■ **THE RECORDS**:
+++
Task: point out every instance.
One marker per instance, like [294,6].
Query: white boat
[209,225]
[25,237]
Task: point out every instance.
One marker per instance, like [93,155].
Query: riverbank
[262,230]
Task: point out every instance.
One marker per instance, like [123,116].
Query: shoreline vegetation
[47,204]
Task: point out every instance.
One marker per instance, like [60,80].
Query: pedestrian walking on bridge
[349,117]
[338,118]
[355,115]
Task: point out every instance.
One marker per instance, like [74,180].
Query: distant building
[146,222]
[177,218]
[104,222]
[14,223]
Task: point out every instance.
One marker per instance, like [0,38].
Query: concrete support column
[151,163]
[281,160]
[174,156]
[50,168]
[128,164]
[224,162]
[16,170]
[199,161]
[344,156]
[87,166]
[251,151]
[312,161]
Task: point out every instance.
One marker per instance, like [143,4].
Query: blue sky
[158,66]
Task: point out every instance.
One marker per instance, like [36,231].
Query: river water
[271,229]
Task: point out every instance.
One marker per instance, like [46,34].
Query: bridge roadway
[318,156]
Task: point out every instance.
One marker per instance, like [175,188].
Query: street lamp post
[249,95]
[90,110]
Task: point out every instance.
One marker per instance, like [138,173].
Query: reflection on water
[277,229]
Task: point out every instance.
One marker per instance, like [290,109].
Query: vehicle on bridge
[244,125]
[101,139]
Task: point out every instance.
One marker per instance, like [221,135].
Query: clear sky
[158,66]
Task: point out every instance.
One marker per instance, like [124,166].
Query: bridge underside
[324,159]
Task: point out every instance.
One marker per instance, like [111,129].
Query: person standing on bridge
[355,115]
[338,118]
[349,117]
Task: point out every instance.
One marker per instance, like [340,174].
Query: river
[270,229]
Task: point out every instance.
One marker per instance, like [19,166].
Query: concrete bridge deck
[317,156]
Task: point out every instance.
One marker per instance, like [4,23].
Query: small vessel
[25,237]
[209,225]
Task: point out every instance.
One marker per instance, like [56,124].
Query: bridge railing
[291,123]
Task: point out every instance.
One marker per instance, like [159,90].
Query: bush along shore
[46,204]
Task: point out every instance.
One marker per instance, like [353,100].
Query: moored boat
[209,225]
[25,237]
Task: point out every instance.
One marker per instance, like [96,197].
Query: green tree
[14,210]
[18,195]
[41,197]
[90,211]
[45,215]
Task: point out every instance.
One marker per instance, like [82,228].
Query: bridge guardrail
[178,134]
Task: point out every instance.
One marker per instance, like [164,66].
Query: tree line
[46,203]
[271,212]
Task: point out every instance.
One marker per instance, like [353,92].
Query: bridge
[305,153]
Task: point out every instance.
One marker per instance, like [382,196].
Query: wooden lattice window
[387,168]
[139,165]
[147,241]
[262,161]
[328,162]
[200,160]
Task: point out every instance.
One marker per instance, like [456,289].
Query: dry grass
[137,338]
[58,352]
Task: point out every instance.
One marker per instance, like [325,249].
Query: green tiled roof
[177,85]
+++
■ **TASK DESCRIPTION**: Reproduce every line of the data verbatim.

■ **EXERCISE RESULT**:
Task: point out every instance.
One marker per instance, like [294,6].
Query: white boat
[209,225]
[25,237]
Task: point out every instance.
One marker per instance, like [93,155].
Query: riverbank
[262,230]
Task: point out every instance.
One marker per instance, like [123,116].
Query: shoreline vegetation
[47,204]
Task: point out every instance.
One marker per instance, like [60,80].
Query: pedestrian walking on bridge
[349,117]
[338,118]
[355,115]
Task: point out every instance.
One marker per instance, like [74,180].
Query: distant building
[146,222]
[177,218]
[104,222]
[14,223]
Task: point out every instance.
One marker per instance, like [0,38].
Query: concrete support column
[151,163]
[281,160]
[174,156]
[50,168]
[128,164]
[224,162]
[16,170]
[199,161]
[344,156]
[87,166]
[251,151]
[312,161]
Task: point out every instance.
One marker per instance, like [143,4].
Query: blue sky
[158,66]
Task: point out every instance.
One marker per instance, like [36,231].
Query: river water
[271,229]
Task: point out every instance.
One marker per instance, like [46,34].
Query: bridge roadway
[318,156]
Task: point out every instance.
One marker per instance, like [175,188].
Query: street lamp post
[249,95]
[90,110]
Task: point out every instance.
One marker per instance, like [138,173].
Query: reflection on water
[277,229]
Task: point out every instance.
One marker per instance, like [290,109].
Query: vehicle on bridge
[244,125]
[101,139]
Task: point out every instance.
One marker per instance, like [221,135].
Query: clear sky
[158,66]
Task: point out every instance.
One marker per instance, like [124,166].
Query: bridge underside
[324,159]
Task: point out every instance.
One marker per instance, like [111,129].
Query: person standing on bridge
[355,115]
[338,118]
[349,117]
Task: point out every instance.
One marker per instance, like [340,174].
Query: river
[270,229]
Task: point out every instance.
One marker per instance, like [19,166].
Query: concrete bridge deck
[317,156]
Task: point out every instance.
One marker per instance, like [4,23].
Query: small vessel
[25,237]
[209,225]
Task: point out every instance.
One marker per instance, like [56,124].
Query: bridge railing
[291,123]
Task: point out every instance.
One marker per instance, like [159,90].
Query: bush along shore
[46,204]
Task: point out every instance.
One marker per instance, like [353,100].
Query: moored boat
[209,225]
[25,237]
Task: point out every instance.
One marker per instance, like [96,197].
Query: green tree
[14,210]
[18,195]
[41,197]
[90,211]
[45,215]
Task: point out every instance.
One marker per instance, like [82,228].
Query: bridge guardrail
[178,134]
Task: point out every instance.
One marker per instance, like [164,66].
Query: tree line
[46,203]
[271,212]
Task: point out every instance.
One marker per instance, like [353,92].
Query: bridge
[305,153]
Task: point out every instance.
One marker per instance, like [382,196].
Query: wooden lattice window
[387,168]
[139,165]
[147,241]
[262,161]
[328,162]
[200,160]
Task: point out every instance.
One marker per instance, like [456,289].
Query: dry grass
[137,338]
[58,352]
Task: point out every instance.
One marker per instance, like [325,249].
Query: green tiled roof
[177,85]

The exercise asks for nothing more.